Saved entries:
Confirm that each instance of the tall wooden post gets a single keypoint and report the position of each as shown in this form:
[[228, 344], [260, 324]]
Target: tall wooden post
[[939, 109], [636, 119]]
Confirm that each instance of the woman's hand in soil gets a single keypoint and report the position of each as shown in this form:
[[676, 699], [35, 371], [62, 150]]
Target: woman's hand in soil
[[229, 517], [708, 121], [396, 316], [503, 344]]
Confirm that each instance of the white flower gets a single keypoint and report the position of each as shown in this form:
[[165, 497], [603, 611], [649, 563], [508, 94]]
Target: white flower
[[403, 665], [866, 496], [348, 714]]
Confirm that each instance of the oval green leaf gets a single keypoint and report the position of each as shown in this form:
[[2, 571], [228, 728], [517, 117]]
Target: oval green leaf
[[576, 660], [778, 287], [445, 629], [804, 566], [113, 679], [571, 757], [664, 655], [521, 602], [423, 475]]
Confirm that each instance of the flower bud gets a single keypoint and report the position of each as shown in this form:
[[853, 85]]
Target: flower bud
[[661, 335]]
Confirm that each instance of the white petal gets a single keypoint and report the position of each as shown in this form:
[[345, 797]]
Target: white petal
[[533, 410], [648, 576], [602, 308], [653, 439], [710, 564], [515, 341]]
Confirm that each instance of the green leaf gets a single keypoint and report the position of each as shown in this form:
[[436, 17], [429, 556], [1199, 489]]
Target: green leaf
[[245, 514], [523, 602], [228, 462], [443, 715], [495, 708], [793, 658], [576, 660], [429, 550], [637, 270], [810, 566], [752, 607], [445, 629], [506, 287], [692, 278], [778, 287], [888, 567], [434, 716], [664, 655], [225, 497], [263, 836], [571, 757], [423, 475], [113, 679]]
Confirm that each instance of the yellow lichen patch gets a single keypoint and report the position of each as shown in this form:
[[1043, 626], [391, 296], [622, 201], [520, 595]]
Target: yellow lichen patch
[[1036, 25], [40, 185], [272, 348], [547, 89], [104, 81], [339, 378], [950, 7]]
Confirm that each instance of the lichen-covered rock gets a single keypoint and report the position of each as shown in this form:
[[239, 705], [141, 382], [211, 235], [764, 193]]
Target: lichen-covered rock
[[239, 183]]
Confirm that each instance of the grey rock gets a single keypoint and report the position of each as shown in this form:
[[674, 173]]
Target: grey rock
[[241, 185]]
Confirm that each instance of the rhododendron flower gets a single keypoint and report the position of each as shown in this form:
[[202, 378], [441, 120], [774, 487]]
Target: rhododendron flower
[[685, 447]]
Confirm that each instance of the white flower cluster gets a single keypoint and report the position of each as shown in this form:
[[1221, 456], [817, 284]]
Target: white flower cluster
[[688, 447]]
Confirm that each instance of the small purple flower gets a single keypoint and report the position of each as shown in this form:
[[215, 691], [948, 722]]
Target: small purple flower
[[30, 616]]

> _TO DO_
Every record above must appear again in the answer, unchanged.

> _RESULT FOR THIS TASK_
Confirm that each instance of the tall wooden post gets a single keypoint and report the position of each as shown in this form:
[[228, 344], [260, 324]]
Target: tall wooden post
[[939, 109], [636, 119]]
Confirm that each instance of the woman's hand in soil gets a single keypoint and report the position of each as shown in this form:
[[676, 699], [35, 371], [62, 150]]
Target: woman's hand in soil
[[229, 517], [708, 121], [396, 316], [503, 344]]
Confirm that each instance of the white flower gets a single keypoint and report the position of each as shown in this form:
[[165, 497], [603, 611], [649, 563], [508, 94]]
Target: white flower
[[403, 665], [866, 496], [348, 714]]
Confirm that each instance of the oval green leaf gets a single keypoint and report the position of each as shown in this form:
[[2, 571], [228, 728], [517, 117]]
Target: oval green leaf
[[576, 660], [778, 287], [445, 629], [804, 566], [113, 679], [571, 757], [664, 655], [521, 602], [423, 475]]
Confirm that each instance of the flower bud gets a single keypoint and report the position of each as shown in this form:
[[853, 85]]
Target: flower bud
[[661, 335]]
Confirm that each instance of the white petal gets a single keypoint and report the position of each as shown in this form:
[[345, 797]]
Target: white petal
[[533, 410], [648, 576], [602, 308], [653, 439], [710, 564], [515, 341]]
Confirm that each instance of the green leaf gets a single keypoint and report the position of each as shown in this form:
[[436, 17], [429, 556], [1199, 489]]
Target: green leaf
[[245, 514], [523, 602], [228, 462], [443, 715], [495, 708], [793, 658], [576, 660], [429, 550], [637, 270], [810, 566], [752, 607], [445, 629], [506, 287], [692, 278], [778, 287], [888, 567], [434, 716], [664, 655], [225, 497], [263, 836], [571, 757], [423, 475], [113, 679]]
Confirm that each instance of the yellow lichen patch gets a single keypoint and report the position of each as shown in this form:
[[1043, 626], [391, 296], [622, 201], [520, 595]]
Target: yellow lichen patch
[[1036, 25], [40, 185], [272, 348], [547, 89], [104, 81], [339, 378], [950, 7]]
Confirm that each instance of the lichen-covered rock gets a single keypoint and report the position of each as shown in this form:
[[239, 705], [141, 382], [211, 235], [764, 193]]
Target: lichen-covered rock
[[239, 183]]
Confirm that each instance of the grey rock gets a single keypoint and report the position of each as shown in this form:
[[674, 173]]
Target: grey rock
[[241, 185]]
Confirm that each instance of the rhododendron flower gets a single keypoint and report the position of each as shown in this form:
[[202, 378], [441, 120], [774, 487]]
Target: rhododendron flower
[[685, 447]]
Confirm that each instance of the white flower cluster gets a single keypoint and report the position of each as shown in this form:
[[1221, 456], [817, 284]]
Target: white flower cluster
[[688, 447]]
Confirm that each instance of the small purple flower gets a single keypoint and report the position of each as shown in this form:
[[215, 691], [948, 722]]
Target: small purple flower
[[30, 616]]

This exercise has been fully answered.